Short story: the farther we moved the axle forward the less the trailer bucked and that 4 inches all but eliminated it. It made the ride in the pickup 100% better and no noticeable sway was ever encountered due to the lighter hitch weight.
What a shock as to how much these boats weigh. Granted, the trolling motor, dual batteries and all that gear in the front lockers complicate matters. I also had only about 3/8 tank of fuel and the tank is located in front of the axle.
I guess I did not think I could make my boat that damn heavy when I commented in an earlier post about the trailer tires only being rated for 1460# each. I am not going to worry about it much but I did buy a spare and I will "never leave home without it". JR
From: LogicDave1 Sent: 4/17/2004 10:37 PM
Hear ya there man....The biggest thing that adds weight other than the motor is Fuel, batteries and water. I know on the 210 with a 85 gallon tank, that's at or over 600 lbs of fuel! Water in the livewell is another 210 lbs, I have 3 batteries at 50 somethin' lbs. etc.
Sure that's why manufacturers give the "dry" weight w/out motor. Sure looks good #'s wise on paper, but by the time you add all the crap you need to go fish, rig the boat the way you want, then add the fuel, motor, water, and batteries, things get a lot heavier.
Sound like you have your tongue weight at the range you want, thanks for the info on that. Tedious process, but you'll definately reap the benifits. Too much tongue weight also creates un-do wear on them truck rear tires too!
From: SteveZ Sent: 4/19/2004 9:03 AM
As a rule, from my 7 years at U-Haul in the early 80's, your tongue weight should be 10% of total trailer weight. This is easy to accomplish in a U-Haul Trailer, because you load it one time, and the weight doesn't change. BUT, in a boat trailer situation, the stuff we put in the boat on the way there isn't the same as the stuff we haul back home, e.g., ICE, Fuel, Water, etc. Especially if you put ice in both forward lockers. But the theory is that if you load ice in the forward lockers, and have a full fuel tank in the rear, they will both deplete at an acceptably equal rate.

DIRECTION: In the boat trailer discussion, what percentage of total trailer weight should the tongue weight be as a rule?

DATASET CONTENT:

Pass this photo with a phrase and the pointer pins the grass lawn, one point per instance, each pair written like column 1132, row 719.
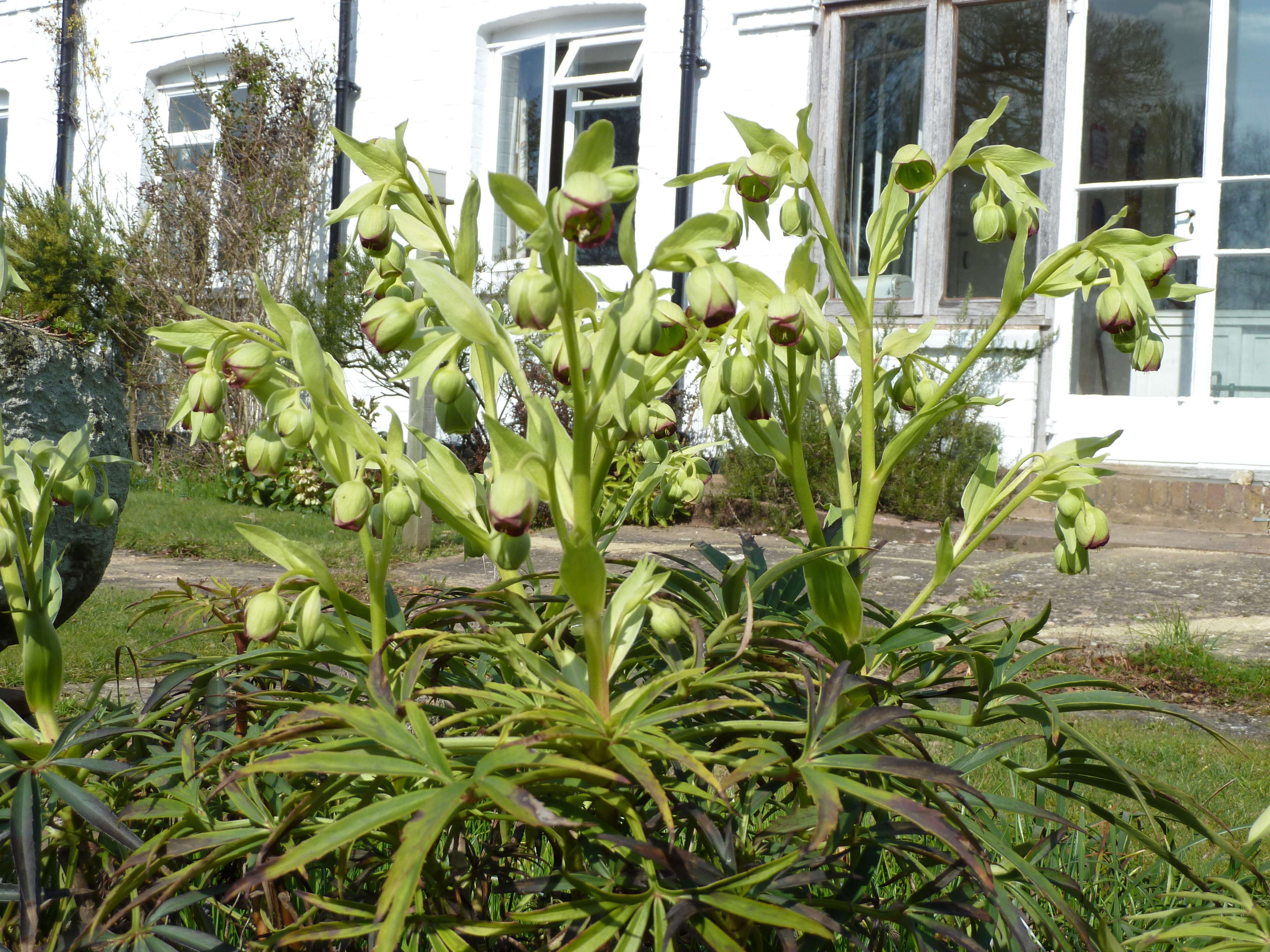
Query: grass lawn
column 200, row 526
column 91, row 638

EXERCISE OUTPUT: 10 percent of total trailer weight.